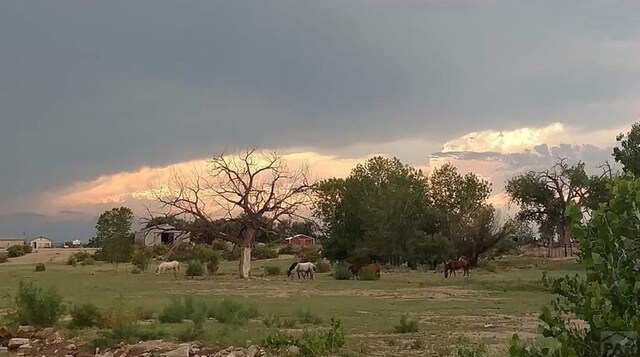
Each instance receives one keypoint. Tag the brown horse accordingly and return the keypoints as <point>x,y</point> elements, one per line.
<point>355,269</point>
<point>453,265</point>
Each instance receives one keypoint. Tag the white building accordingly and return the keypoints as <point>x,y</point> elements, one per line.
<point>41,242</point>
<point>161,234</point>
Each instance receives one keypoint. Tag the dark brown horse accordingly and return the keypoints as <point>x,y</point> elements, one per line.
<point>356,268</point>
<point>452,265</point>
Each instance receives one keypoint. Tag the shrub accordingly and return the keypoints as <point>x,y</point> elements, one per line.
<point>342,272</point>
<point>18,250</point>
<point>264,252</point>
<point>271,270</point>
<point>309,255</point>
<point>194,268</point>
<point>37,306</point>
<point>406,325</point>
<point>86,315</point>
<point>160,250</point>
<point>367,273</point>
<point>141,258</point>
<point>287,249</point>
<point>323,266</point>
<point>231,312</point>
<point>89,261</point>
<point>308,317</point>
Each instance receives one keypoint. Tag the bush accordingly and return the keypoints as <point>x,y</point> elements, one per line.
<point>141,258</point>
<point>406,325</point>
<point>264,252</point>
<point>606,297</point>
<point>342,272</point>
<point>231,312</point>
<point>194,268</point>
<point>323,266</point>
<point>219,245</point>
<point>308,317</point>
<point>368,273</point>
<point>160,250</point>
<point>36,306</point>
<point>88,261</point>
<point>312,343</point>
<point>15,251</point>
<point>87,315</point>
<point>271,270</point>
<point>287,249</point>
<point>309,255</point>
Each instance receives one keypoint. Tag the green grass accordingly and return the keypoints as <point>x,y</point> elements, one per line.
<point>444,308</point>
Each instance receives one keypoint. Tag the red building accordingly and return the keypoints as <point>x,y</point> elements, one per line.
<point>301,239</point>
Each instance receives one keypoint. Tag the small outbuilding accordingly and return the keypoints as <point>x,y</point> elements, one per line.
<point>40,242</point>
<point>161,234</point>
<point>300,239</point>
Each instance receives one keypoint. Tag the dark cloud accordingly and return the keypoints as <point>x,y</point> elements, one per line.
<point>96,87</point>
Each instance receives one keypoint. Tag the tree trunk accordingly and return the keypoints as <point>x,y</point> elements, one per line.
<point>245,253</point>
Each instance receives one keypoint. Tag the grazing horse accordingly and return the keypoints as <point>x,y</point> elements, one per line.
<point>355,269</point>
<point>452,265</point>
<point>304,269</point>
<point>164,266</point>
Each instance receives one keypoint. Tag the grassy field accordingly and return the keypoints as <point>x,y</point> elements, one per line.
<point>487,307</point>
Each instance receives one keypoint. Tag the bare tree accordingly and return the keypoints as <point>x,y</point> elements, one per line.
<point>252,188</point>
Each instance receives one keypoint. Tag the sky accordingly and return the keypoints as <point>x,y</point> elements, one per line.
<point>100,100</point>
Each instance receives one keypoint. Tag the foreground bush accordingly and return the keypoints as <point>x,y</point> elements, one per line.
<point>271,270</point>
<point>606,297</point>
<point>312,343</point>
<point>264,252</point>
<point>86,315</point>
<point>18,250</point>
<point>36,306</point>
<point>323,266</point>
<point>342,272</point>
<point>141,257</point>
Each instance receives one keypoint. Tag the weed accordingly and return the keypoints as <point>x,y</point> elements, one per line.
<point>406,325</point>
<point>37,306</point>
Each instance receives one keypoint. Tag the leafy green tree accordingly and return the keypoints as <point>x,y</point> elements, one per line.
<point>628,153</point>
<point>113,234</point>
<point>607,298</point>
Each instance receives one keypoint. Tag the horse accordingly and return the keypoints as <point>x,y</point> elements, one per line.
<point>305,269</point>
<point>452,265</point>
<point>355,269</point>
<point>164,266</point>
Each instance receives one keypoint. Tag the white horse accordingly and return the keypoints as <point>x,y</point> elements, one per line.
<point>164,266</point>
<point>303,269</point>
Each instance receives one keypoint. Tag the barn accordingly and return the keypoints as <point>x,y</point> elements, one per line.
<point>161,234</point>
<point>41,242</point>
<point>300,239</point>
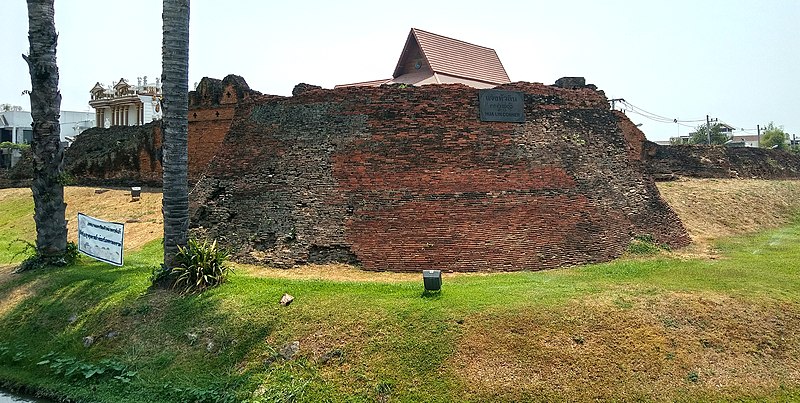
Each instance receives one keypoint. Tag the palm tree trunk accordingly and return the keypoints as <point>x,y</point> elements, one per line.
++++++
__Objective__. Rewrite all of the material above as a numbered list, omitting blank lines and leaving out the pictures.

__Output of the task__.
1. Each instance receives one keypoint. Tag the brown horse accordingly and return the keypoints as <point>x,y</point> elements, one per line.
2. <point>355,269</point>
3. <point>453,265</point>
4. Each instance receives one keypoint. Tag the white building accordingly and return the keypoints as <point>x,y</point> elements, one per line.
5. <point>41,242</point>
6. <point>161,234</point>
7. Each instance receives one keypoint. Tag the dark brown horse accordingly and return the keypoints as <point>x,y</point> elements, one per line.
8. <point>356,268</point>
9. <point>452,265</point>
10. Each instance receives one keypoint. Tag the shrub accordingly and return the keypoints as <point>x,y</point> elements, one per line.
11. <point>342,272</point>
12. <point>18,250</point>
13. <point>264,252</point>
14. <point>271,270</point>
15. <point>309,255</point>
16. <point>194,268</point>
17. <point>37,306</point>
18. <point>406,325</point>
19. <point>86,315</point>
20. <point>160,250</point>
21. <point>367,273</point>
22. <point>141,258</point>
23. <point>287,249</point>
24. <point>323,266</point>
25. <point>231,312</point>
26. <point>89,261</point>
27. <point>308,317</point>
28. Each instance receives one keypoint. Tag the bush accordingly and return the keypoints as <point>x,y</point> elements, one per line.
29. <point>141,258</point>
30. <point>406,325</point>
31. <point>264,252</point>
32. <point>606,297</point>
33. <point>342,272</point>
34. <point>231,312</point>
35. <point>194,268</point>
36. <point>323,266</point>
37. <point>219,245</point>
38. <point>308,317</point>
39. <point>368,273</point>
40. <point>160,250</point>
41. <point>36,306</point>
42. <point>88,261</point>
43. <point>312,343</point>
44. <point>15,251</point>
45. <point>87,315</point>
46. <point>271,270</point>
47. <point>287,249</point>
48. <point>309,255</point>
49. Each instance receives one keypoint. Tag the green grass accordingly and return the keypoints as <point>x,y</point> elements, one per line.
50. <point>444,308</point>
51. Each instance receives one keypoint. Tag the red building accordingly and return the keypoints as <point>x,y</point> elements, one per line.
52. <point>301,239</point>
53. Each instance receives one keypoint. Tag the small outbuilding accordingly and return the keypoints as <point>x,y</point> elements, one per line.
54. <point>40,242</point>
55. <point>161,234</point>
56. <point>300,239</point>
57. Each instance receives one keypoint. Tag the dark cloud accordingly and return the keypoints as <point>x,y</point> elements, one per line.
58. <point>96,87</point>
59. Each instance receives one keypoint. Tag the tree trunk accordingly and return the keypoints as <point>x,y</point> elements, one per line.
60. <point>245,253</point>
61. Each instance receives one keypoint. Tag the grazing horse accordingly and return the keypoints as <point>x,y</point> elements, one per line.
62. <point>355,269</point>
63. <point>452,265</point>
64. <point>304,269</point>
65. <point>164,266</point>
66. Each instance receives one keypoint. Tag the grassy field accordingly and return the keypoints as <point>x,y</point> elements, one per line.
67. <point>487,307</point>
68. Each instance receives one keypoint. Tag the bare tree accordingly and return the keypoints as <point>x,y</point> elements, one per line.
69. <point>252,188</point>
70. Each instance receives one keypoint. Tag the sky accordingly and return the keypoints as <point>x,y</point> elements, one per line.
71. <point>100,100</point>
72. Each instance receives one keypoint. Tag the foreground bush accordingly and return the keypoints as <point>x,y</point> elements, one per line.
73. <point>271,270</point>
74. <point>606,297</point>
75. <point>312,343</point>
76. <point>264,252</point>
77. <point>86,315</point>
78. <point>18,250</point>
79. <point>36,306</point>
80. <point>323,266</point>
81. <point>342,272</point>
82. <point>141,257</point>
83. Each instance receives one keypoint. Tag the weed accordingly and return the keypoints as <point>x,y</point> elements, one per line.
84. <point>406,325</point>
85. <point>37,306</point>
86. Each instance receives one keypoint. Tag the leafy green tree accordingly and return the keypoints as <point>x,y</point> elements, one per line.
87. <point>628,153</point>
88. <point>113,234</point>
89. <point>607,298</point>
90. Each instance receives one keypoint. Tag the horse accordingly and return the keypoints as <point>x,y</point> elements, one per line.
91. <point>305,269</point>
92. <point>452,265</point>
93. <point>355,269</point>
94. <point>164,266</point>
95. Each instance receives one keypoint. Tag the white horse accordingly and return the keypoints as <point>x,y</point> elements, one per line.
96. <point>164,266</point>
97. <point>303,269</point>
98. Each instance receives one keypoint. Tag the barn accordingly and return the keypoints as <point>x,y</point> elements, one per line.
99. <point>161,234</point>
100. <point>41,242</point>
101. <point>300,239</point>
102. Each instance receives one keypoint. Tag the palm tree trunk accordingly and return the keypoints as <point>x,y</point> elements, one per line.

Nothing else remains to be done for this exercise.